Records in a dataset:
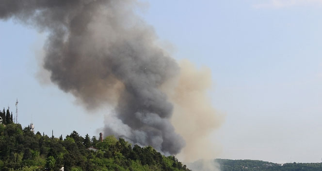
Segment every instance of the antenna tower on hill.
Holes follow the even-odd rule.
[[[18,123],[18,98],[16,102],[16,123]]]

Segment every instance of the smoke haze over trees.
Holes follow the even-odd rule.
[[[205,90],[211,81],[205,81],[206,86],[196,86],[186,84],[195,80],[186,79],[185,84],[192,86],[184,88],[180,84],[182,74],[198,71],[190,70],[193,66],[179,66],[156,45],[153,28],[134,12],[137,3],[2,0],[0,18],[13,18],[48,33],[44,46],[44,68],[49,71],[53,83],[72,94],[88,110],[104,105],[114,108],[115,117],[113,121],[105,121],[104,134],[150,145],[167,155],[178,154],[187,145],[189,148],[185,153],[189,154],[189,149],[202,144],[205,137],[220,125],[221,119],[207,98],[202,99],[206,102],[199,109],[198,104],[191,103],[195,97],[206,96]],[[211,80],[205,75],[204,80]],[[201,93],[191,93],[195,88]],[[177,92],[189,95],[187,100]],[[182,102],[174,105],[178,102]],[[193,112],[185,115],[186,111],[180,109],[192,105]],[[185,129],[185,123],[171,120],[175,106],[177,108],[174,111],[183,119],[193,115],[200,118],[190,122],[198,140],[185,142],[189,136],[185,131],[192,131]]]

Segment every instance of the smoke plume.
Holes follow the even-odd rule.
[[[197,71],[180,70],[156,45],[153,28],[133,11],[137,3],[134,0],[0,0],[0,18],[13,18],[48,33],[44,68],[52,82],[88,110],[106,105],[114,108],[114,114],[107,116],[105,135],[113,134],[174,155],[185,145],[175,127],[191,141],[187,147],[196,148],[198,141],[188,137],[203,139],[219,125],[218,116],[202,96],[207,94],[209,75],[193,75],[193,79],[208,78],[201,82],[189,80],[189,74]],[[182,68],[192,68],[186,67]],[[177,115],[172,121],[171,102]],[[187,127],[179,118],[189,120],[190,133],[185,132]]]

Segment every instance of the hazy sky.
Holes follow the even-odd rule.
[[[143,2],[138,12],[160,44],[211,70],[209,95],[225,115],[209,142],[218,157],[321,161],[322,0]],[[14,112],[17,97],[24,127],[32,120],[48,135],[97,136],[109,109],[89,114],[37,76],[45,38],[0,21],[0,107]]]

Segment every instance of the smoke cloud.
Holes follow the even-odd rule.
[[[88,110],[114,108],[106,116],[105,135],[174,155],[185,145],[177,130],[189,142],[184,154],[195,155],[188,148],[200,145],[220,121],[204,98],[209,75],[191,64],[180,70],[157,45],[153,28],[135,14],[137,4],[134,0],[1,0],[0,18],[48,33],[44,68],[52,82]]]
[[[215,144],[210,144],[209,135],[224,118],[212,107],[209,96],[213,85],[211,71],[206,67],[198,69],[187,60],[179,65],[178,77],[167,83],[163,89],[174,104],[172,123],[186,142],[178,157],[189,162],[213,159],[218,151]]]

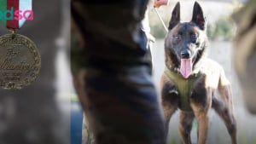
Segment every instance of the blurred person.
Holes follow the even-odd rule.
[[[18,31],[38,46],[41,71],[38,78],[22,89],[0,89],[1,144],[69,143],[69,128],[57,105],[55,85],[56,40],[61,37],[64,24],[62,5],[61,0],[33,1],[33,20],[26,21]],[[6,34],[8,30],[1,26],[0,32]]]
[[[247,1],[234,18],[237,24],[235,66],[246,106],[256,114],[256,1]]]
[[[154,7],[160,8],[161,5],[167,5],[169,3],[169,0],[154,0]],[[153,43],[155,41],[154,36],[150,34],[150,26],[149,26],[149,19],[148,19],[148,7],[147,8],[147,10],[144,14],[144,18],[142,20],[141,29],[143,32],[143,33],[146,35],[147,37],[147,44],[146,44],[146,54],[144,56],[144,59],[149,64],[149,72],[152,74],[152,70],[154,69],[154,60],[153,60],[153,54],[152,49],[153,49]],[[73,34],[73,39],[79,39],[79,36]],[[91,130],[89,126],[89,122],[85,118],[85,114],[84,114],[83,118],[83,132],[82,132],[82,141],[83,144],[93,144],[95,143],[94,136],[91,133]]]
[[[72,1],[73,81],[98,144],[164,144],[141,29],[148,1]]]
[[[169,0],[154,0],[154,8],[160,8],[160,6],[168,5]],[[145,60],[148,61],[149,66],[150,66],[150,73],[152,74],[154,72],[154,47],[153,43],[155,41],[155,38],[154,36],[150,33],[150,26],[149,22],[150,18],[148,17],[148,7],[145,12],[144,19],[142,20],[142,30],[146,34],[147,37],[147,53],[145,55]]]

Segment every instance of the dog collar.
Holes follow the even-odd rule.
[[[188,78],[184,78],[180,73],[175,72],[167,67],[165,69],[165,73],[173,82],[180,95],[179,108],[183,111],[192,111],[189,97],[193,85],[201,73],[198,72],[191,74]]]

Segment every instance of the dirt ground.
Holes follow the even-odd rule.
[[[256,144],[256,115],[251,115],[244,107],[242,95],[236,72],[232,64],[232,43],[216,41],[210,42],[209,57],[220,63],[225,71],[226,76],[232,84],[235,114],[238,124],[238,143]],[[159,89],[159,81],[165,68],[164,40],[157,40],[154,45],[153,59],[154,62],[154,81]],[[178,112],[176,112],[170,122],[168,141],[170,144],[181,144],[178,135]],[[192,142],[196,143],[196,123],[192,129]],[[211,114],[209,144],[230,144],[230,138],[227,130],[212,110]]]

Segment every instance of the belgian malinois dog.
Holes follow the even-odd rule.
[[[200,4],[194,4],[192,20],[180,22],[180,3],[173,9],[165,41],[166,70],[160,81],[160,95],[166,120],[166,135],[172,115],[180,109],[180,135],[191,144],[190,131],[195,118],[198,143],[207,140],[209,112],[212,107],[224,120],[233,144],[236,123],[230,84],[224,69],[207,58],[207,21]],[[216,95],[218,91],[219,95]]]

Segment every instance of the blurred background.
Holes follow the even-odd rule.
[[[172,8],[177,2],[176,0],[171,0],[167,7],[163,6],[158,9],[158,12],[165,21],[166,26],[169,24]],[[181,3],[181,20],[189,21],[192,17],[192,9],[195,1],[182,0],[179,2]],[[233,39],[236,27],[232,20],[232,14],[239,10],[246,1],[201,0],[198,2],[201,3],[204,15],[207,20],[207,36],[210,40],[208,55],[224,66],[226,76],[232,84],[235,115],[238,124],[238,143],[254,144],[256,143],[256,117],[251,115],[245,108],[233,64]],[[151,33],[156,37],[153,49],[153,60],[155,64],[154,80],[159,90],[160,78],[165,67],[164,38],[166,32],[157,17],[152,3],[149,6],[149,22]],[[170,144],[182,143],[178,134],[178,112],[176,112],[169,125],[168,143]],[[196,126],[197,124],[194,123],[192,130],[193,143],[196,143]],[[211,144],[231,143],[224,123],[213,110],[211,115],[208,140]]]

What is required
Arrange the lines from the start of the records through the line containing "[[[18,123],[18,98],[16,102],[16,123]]]" as a Markdown table with the columns Row and Line, giving each row a number and skipping blank lines. Leave the pictures out.

Correct result
| Row | Line |
|---|---|
| 1 | Segment every instance of the antenna tower on hill. |
| 2 | Holes follow the even-odd rule. |
| 3 | [[[18,123],[18,98],[16,102],[16,123]]] |